Copy the data below line for line, changing nothing.

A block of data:
━━━

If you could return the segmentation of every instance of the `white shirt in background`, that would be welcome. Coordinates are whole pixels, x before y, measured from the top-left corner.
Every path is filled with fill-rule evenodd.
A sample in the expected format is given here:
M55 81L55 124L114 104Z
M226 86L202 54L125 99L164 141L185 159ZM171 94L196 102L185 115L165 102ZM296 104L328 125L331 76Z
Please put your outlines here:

━━━

> Result
If you could return the segmentation of every instance of the `white shirt in background`, that would be welcome. Coordinates are whole pixels, x before y, measured from the top-left corner.
Every path is filled with fill-rule evenodd.
A sample in the expected format is given here:
M55 81L55 124L114 104Z
M226 86L202 54L125 99L164 141L185 159ZM171 94L196 102L185 115L165 102ZM296 104L328 125L331 76Z
Please put your outlines here:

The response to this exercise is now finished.